## RAW DATA:
- - -

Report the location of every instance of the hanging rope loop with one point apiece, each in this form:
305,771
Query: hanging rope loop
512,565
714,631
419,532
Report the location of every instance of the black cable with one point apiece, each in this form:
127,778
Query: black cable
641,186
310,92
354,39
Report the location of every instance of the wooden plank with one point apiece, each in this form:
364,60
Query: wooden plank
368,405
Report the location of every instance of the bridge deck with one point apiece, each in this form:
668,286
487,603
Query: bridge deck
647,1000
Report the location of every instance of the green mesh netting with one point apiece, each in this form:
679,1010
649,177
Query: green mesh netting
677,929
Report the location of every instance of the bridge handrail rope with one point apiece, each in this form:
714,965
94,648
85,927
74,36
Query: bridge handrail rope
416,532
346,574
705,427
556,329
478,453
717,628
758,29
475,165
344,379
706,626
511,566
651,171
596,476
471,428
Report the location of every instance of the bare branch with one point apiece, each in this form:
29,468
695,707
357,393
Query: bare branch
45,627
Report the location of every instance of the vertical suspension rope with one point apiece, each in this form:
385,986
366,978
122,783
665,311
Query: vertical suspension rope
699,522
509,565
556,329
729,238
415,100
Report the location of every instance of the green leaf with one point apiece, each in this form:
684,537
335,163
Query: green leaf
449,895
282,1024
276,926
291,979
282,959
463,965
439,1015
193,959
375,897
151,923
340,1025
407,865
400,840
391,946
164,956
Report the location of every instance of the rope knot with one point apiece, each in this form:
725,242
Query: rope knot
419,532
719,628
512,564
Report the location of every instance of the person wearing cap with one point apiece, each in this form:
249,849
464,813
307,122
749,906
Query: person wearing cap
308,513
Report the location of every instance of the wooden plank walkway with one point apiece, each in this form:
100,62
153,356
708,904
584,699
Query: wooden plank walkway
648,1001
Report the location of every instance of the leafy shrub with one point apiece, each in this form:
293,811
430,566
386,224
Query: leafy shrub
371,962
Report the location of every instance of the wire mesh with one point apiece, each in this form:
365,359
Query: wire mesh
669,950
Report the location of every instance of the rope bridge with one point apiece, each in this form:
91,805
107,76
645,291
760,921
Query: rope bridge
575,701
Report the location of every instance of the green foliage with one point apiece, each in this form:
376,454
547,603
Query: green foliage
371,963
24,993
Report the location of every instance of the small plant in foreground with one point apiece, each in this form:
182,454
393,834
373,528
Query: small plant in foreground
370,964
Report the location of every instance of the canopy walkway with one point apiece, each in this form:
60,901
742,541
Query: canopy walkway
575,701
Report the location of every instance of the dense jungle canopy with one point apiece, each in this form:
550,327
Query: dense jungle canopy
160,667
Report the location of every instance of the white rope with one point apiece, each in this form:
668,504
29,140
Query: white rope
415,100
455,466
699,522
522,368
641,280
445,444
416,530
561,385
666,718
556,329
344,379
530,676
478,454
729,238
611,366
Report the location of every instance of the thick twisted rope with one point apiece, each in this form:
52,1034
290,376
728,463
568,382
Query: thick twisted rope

- - -

## EXERCISE AIM:
Rewrite the whole listing above with "Report the location" replaced by "Give the position" wherever it occurs, keeping every other line unchanged.

## REPLY TO THE TASK:
Give the position of every instance of the hanging rope loop with one point apiece, each in this form:
305,771
Query: hanging rope loop
512,565
714,631
419,532
Give the position of every instance of the black cable with one point apiece, each in this form:
127,778
Query: black cable
641,186
310,92
354,39
Give the position of every instance of the wooden plank with one point apiece, each in this form:
364,60
Query: wooden plank
368,405
Give the position of every instance of the bridge deck with one point apiece, each in this form:
668,286
487,603
Query: bridge deck
647,1000
Give the position of every instance of the green mesh netting with one point apiece, each in this form:
679,1010
649,177
Query: green mesh netting
677,929
Give the position of every instance of the bridge handrail rope with one point apiece, each in this form:
714,965
94,648
85,927
74,36
Query: bridge handrail rope
416,532
346,574
705,427
556,329
478,453
717,628
758,29
475,165
344,379
706,626
511,566
651,171
596,476
471,428
Give the position of every instance of the bare branch with one point apiece, each in this form:
29,468
695,707
357,393
Query: bare branch
45,627
Give the position of every instance of the vertical suspension rope with one point apiece, each in this form:
385,986
366,978
122,783
665,311
Query: vertical suspension rope
699,522
509,565
556,329
729,238
415,100
Give the position of every instance of the green leaf with one point apiece, each in this form:
684,537
335,163
Query: green leaf
449,895
282,1024
276,926
291,979
282,959
463,965
439,1015
193,959
375,897
151,923
340,1025
407,865
400,840
391,946
164,956
Give the position of every instance of the rope knot with one point apiece, each in this form:
725,242
Query: rope knot
419,532
719,628
512,564
Give the position of every instance of the person wearing cap with one point apiece, each in this form:
249,849
464,813
307,122
749,906
Query: person wearing cap
308,513
Give the position of every instance of the wooden plank walkway with one point apiece, each in this form:
100,62
153,356
708,904
584,699
Query: wooden plank walkway
648,1001
Give the position of every instance of the leafy shrub with one point apiece, each in this form:
293,811
430,566
386,224
Query: leafy shrub
371,962
Give the position of every instance of the wire mesh with one point apiece, each in this form:
365,359
Query: wire mesh
669,950
Give the position of every instance of the rope bridge with one point apiece, each in this form:
91,805
107,76
645,291
760,921
Query: rope bridge
575,701
Give the position of every instance of the green foliage with one point apiece, each in this form:
376,454
547,603
Query: green foliage
371,963
24,993
Give the position of every instance of the small plant in foreground with one point apiece, each in this form:
182,454
393,834
373,528
Query: small plant in foreground
370,964
Give the position of every instance of the canopy walkway with one point apiece, each in this form:
60,901
742,541
Query: canopy walkway
575,701
Give the position of every instance of the dense jungle canopy with one point apiece, each in this form:
550,327
Query: dense jungle canopy
160,667
Give the position of every instance of the white rope with one point apiece, each in this form:
668,504
29,140
Query: white rope
415,100
455,466
699,522
522,368
641,280
445,444
416,530
561,385
666,718
556,329
344,379
530,676
478,454
729,238
611,366
Give the position of every instance of the thick twisted rope with one point apiece, each in this form:
52,1034
290,376
728,463
568,382
Query: thick twisted rope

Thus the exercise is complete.